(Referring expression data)
::::

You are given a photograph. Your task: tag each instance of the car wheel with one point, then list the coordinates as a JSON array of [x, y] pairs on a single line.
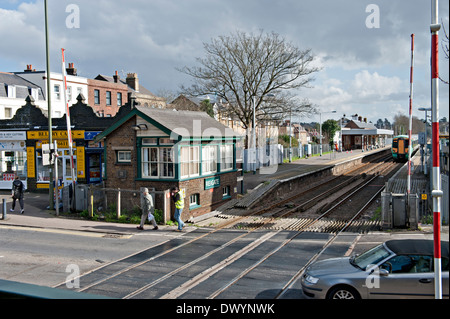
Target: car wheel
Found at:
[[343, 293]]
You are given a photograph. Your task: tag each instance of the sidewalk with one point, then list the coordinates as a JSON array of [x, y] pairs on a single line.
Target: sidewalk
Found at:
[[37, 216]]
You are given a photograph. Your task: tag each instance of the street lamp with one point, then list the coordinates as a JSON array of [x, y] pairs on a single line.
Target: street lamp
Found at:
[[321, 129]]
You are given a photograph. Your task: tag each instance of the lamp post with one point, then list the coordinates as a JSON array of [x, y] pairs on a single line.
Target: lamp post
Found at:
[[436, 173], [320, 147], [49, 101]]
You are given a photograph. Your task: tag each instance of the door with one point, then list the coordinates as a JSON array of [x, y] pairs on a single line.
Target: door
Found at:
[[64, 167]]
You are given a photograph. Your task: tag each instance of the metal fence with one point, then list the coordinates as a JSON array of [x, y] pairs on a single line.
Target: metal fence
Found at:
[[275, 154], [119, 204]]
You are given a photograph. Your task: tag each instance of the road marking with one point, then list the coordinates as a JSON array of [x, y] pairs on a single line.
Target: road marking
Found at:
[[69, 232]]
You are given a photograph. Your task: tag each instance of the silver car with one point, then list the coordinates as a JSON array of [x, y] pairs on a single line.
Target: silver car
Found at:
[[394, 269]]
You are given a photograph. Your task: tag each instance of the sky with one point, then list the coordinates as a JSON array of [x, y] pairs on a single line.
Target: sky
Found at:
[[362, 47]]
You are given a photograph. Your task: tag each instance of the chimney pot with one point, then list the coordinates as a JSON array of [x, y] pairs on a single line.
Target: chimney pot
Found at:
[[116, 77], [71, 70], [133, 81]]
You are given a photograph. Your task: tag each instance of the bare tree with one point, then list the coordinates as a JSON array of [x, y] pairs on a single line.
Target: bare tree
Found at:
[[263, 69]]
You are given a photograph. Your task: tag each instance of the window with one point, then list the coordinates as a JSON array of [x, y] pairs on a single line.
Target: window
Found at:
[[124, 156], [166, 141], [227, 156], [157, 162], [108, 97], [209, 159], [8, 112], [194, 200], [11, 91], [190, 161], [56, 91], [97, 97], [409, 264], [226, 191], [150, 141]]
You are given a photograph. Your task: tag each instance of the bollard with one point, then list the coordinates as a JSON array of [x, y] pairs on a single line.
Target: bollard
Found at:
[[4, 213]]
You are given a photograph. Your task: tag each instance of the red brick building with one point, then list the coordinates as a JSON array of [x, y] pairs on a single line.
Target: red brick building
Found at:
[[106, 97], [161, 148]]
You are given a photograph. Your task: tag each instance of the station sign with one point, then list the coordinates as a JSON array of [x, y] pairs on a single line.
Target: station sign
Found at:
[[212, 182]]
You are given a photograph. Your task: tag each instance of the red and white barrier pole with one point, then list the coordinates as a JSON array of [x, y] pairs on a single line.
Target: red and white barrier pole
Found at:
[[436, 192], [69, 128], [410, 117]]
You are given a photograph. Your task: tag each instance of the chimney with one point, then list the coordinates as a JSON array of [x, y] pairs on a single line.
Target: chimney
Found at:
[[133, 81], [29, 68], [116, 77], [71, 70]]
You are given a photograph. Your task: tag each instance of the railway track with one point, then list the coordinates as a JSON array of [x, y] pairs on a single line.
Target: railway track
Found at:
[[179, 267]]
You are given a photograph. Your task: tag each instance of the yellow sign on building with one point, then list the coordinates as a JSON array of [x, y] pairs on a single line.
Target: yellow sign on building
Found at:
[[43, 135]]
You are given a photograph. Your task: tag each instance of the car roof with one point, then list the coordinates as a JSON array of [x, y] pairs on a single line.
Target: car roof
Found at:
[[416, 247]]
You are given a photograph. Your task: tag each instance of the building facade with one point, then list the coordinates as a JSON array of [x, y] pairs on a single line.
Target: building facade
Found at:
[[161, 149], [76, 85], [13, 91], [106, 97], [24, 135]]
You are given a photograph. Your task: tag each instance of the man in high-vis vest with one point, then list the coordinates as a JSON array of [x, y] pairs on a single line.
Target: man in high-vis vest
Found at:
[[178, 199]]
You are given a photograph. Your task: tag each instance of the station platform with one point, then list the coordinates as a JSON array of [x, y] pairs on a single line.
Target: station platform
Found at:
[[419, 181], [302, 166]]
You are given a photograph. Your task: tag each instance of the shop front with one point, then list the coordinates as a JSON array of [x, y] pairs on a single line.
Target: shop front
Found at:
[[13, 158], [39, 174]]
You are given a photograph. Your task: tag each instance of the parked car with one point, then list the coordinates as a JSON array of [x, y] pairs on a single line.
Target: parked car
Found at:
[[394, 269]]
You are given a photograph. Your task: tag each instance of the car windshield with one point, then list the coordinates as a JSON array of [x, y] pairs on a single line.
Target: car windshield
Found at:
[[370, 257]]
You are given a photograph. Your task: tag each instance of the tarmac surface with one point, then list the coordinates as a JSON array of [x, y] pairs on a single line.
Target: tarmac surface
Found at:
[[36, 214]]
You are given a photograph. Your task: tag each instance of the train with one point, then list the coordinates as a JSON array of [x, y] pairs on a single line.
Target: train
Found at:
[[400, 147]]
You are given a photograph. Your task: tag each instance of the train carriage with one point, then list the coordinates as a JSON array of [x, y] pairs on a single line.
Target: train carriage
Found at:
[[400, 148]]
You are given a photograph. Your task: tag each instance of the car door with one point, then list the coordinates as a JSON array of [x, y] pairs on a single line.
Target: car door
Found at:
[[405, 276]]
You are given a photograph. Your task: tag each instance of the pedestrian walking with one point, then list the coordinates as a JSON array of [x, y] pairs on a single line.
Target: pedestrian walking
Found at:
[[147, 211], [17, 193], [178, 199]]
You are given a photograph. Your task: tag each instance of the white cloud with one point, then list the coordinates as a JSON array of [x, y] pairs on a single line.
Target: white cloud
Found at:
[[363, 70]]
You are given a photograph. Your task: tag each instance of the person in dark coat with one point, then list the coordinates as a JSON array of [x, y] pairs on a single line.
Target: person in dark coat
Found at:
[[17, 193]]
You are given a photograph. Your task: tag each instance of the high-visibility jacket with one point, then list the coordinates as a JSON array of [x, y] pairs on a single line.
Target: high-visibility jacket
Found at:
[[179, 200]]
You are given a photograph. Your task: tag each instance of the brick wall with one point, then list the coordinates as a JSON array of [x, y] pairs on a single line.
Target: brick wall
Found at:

::::

**Exercise requirements**
A word-for-word copy of the lines above from the one with "Target: bollard" through the one with "Target: station sign", inclusive, is the only output wanted.

**Solution**
Target: bollard
Found at:
[[4, 213]]
You are given a photograph. Your task: tag each instance of the red brick building with one point, then list the coordinates as a JSON array of [x, y] pairs on a single line.
Target: red brick building
Found at:
[[106, 97], [161, 148]]
You are given a photograph. Your task: tag each instance of the station sign with one point, then list the coordinates as a JSON array of [x, y] pairs on a single line.
Target: station sign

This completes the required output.